— What to work on —
The required output is the exact sequence of lines from the line holding "[output] one dot per instance, form <point>65,296</point>." to the end of the records, inclusive.

[Point localization data]
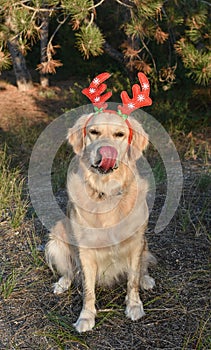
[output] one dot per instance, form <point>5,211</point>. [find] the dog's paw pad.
<point>147,282</point>
<point>135,312</point>
<point>84,324</point>
<point>62,285</point>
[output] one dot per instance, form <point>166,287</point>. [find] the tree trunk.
<point>44,79</point>
<point>23,77</point>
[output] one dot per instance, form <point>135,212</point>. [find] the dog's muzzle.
<point>106,159</point>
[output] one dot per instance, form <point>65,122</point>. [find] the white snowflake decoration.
<point>145,86</point>
<point>140,98</point>
<point>96,81</point>
<point>92,90</point>
<point>131,105</point>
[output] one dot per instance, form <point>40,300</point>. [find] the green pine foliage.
<point>89,41</point>
<point>157,37</point>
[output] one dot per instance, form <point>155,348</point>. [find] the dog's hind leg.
<point>146,281</point>
<point>59,255</point>
<point>86,320</point>
<point>134,309</point>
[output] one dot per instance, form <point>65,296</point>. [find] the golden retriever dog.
<point>104,234</point>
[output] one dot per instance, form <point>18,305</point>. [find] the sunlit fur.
<point>103,234</point>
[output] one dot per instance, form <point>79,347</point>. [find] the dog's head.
<point>105,143</point>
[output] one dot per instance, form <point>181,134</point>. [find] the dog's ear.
<point>140,139</point>
<point>76,134</point>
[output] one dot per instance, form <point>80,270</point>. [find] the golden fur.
<point>103,236</point>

— Solved problem —
[output] one dot per instance, form <point>65,296</point>. [find] the golden retriever dog.
<point>104,234</point>
[output] one dot per instance, form <point>18,305</point>. [find] the sunlit fur.
<point>103,234</point>
[output] one dot per instance, form <point>79,347</point>. [find] the dog's head.
<point>105,143</point>
[output] one dot per instance, form <point>181,134</point>. [find] the dog's ear.
<point>140,139</point>
<point>76,134</point>
[output] one dot per instance, form <point>80,270</point>. [find] the golden fur.
<point>103,236</point>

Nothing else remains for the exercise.